Isaac Warner, President
Written by Pastor Peter, Lead Pastor
This past week, several dedicated volunteers (with a little help from a few staff members) completed a second round of calling everyone in our membership directory. They noted a few numbers that needed updating, left quite a few voice mails, and had a number of good and wide-ranging conversations with folks from Christ the King—maybe some of you! In most instances, both the callers and the called appreciate the connection that was made between them as fellow members of CtK.
More than on the first go-round, however, they also discovered that there are folks right here at CtK whose lives have been significantly impacted by the Coronavirus, and more specifically by the economic crisis which this global pandemic has brought on. Fellow members among us have lost jobs and income, have faced mounting bills and threats of eviction, or have not been able to secure childcare in order to continue their “essential” jobs. These neighbors of ours are in great need because of the situation our world is currently in.
At the same time, callers also discovered a whole group of CtK folks who find themselves moved by the stories of hardship they have heard and have offered to “give a little extra,” were CtK to set up some sort of emergency fund. At least a few of them even offered up all or part of the stimulus check they received from the federal government, noting that there must be others who need the help more than they do. They were both moved by the immediacy of the need and the depth of connection felt between members of the same congregation.
For that reason, we are setting up a “CtK Covid Relief Fund,” to be used exclusively for members of our faith community who are experiencing difficulties in this time of pandemic and shut-down. While we would continue to work with community partners and make use of existing benevolences such as the “Good Samaritan Fund” for responding to needs in the larger community, this fund would be exclusively funded by special gifts by members over and above their regular pledged offerings and would be available for those within CtK who are experiencing financial difficulties.
Many of us might be tempted to think that our resources are too meager, our gifts too few, or our ability to meet these neighbor’s need too limited. But Jesus shows us in today’s gospel (the miracle of the multiplication of loaves and fish) how he can multiply what we have to offer. He shows us how what we have is not only enough, it is more than enough. That with Christ’s help we, too, can take next-to-nothing and make it into something that feeds and heals and protects and provides—for a multitude, with a whole lot leftover as well.
Let us put our compassion into action, church!
To donate to the CtK COVID Relief Fund, please indicate “Covid Relief” in the memo portion of your check or electronic gift.

What needs to be done => Repeat word for word the part of the letter about the relief fund that runs from "Let us put our" up to and including "or electronic gift.". The rows that come next are separate material and have no connection to the letter.

(Excerpts from a dataset)
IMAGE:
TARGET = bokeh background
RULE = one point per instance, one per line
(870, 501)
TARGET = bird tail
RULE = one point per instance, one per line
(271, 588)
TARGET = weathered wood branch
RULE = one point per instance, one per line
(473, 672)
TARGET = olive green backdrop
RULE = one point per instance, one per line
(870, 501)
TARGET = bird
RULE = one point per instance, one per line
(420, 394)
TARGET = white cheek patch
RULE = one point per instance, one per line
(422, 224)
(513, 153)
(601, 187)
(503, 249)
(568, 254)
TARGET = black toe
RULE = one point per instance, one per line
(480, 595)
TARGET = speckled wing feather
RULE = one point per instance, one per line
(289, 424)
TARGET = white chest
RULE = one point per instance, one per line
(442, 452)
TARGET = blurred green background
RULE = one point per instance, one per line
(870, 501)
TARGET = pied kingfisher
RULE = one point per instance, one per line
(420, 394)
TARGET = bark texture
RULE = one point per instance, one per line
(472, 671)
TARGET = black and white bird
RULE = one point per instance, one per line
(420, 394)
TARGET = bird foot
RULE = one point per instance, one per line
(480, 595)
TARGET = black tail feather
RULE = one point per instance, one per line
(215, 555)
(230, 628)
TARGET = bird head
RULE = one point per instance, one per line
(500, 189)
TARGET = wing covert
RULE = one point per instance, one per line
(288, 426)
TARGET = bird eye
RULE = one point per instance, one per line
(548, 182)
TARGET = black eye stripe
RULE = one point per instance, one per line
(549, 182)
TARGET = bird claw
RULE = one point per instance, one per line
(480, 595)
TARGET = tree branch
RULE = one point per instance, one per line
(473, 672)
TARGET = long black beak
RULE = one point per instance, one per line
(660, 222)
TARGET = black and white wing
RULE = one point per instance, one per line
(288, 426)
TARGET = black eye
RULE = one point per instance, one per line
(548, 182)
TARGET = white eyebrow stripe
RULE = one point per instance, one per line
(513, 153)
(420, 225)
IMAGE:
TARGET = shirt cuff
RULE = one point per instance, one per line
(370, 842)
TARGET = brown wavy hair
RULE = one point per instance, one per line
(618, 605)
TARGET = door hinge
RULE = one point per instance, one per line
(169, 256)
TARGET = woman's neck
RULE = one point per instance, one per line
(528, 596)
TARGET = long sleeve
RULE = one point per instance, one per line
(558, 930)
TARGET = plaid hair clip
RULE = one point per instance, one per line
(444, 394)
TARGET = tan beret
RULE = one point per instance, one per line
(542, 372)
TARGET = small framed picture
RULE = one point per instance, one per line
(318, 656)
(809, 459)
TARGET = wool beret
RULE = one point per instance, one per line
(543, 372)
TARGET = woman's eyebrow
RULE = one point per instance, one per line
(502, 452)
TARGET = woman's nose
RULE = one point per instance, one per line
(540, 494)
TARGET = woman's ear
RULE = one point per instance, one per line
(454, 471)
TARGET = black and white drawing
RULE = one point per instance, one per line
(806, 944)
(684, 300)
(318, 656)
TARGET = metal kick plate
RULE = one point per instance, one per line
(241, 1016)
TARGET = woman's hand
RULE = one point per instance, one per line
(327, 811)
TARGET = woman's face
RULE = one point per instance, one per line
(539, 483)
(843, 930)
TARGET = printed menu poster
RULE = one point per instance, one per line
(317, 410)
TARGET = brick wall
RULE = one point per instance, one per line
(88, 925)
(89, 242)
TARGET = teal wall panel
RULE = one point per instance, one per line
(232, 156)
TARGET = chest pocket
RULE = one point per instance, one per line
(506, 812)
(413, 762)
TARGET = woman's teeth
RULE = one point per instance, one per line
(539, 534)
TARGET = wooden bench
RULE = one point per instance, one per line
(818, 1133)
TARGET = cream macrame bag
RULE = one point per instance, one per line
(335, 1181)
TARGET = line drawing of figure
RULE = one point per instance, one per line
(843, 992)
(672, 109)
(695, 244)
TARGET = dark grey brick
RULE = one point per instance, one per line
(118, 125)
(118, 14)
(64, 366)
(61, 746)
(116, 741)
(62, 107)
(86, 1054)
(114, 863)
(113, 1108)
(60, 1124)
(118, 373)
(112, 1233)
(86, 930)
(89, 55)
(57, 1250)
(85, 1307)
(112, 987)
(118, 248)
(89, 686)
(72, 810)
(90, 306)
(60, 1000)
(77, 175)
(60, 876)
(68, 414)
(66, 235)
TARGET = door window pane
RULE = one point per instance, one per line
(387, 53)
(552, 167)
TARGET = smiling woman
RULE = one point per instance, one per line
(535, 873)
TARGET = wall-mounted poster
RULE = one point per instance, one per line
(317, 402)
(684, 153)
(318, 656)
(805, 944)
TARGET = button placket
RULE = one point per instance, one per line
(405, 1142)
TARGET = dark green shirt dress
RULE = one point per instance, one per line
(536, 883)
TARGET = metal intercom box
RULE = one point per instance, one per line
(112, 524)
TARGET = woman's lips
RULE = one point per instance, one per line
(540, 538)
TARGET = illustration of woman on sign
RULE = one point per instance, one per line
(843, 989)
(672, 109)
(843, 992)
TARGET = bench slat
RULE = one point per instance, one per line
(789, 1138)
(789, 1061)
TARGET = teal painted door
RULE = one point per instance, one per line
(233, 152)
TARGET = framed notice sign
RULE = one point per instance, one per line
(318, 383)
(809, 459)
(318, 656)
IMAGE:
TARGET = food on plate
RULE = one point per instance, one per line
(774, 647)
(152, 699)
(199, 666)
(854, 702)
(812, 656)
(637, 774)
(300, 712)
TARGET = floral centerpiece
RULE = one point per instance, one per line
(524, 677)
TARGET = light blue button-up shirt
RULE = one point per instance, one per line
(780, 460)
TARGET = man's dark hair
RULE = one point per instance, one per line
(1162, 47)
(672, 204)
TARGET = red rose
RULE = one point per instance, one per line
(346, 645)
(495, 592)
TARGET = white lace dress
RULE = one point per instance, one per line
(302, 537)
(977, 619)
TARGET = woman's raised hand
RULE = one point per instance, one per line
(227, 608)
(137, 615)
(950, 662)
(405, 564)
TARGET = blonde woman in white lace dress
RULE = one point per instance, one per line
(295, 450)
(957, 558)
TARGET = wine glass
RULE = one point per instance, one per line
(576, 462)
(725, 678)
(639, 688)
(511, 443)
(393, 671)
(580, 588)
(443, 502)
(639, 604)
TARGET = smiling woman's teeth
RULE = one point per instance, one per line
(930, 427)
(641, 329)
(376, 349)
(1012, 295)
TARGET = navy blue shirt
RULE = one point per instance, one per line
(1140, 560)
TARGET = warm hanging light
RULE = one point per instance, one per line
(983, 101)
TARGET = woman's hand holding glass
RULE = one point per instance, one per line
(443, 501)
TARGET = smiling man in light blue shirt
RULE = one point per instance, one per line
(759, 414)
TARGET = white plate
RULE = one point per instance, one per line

Solution for this problem =>
Let us put our compassion into action, church!
To donate to the CtK COVID Relief Fund, please indicate “Covid Relief” in the memo portion of your check or electronic gift.